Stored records
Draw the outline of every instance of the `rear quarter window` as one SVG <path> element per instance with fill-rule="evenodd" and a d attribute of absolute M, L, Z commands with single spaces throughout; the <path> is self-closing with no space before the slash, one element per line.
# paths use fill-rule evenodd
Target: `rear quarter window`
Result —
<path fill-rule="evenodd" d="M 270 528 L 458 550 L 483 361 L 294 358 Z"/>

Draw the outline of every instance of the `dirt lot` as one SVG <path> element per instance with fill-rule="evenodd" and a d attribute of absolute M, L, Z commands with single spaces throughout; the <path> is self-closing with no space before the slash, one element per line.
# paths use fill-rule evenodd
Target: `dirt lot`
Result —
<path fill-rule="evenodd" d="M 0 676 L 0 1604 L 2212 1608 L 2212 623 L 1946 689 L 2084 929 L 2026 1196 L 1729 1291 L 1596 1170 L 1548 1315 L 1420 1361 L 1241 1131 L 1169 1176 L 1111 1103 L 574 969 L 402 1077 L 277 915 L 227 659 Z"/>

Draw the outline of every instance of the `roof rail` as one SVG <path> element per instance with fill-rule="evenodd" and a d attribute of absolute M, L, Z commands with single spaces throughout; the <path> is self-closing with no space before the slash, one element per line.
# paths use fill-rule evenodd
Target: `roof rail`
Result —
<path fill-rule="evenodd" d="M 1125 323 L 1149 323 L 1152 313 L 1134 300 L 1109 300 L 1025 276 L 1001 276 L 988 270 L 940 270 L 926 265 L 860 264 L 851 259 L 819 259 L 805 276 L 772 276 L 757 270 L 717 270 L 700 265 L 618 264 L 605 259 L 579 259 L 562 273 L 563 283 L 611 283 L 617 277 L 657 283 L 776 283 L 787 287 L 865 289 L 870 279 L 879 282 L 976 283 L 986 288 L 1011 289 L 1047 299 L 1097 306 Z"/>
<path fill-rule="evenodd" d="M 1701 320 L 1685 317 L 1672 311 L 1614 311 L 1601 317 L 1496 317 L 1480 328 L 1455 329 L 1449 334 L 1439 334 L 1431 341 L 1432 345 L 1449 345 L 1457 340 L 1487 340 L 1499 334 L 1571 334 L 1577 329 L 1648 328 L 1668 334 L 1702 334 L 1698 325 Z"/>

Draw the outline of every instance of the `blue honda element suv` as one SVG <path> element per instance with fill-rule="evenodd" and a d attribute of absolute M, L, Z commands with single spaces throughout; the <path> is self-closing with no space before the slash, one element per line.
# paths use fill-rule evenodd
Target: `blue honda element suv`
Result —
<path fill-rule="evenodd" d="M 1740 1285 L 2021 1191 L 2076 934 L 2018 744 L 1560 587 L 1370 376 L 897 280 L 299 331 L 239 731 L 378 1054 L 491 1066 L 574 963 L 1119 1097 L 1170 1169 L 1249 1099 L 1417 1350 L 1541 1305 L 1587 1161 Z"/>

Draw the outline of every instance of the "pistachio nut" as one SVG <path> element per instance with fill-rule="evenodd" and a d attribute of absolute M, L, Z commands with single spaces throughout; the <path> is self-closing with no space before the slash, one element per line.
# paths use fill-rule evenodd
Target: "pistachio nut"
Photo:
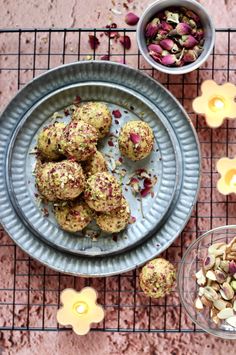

* **WHAT YOU HAVE TO DO**:
Find the word "blue" in the entries, and copy every line it shows up in.

* **EXPECTED OUTPUT**:
Draw the outline of every instance of the `blue honda element suv` as one SVG <path> element per instance with fill-rule="evenodd" and a d attribute of absolute M, L, Z commands with single spaces throughout; the <path> is self-closing with no space before the slash, one element per line.
Target: `blue honda element suv`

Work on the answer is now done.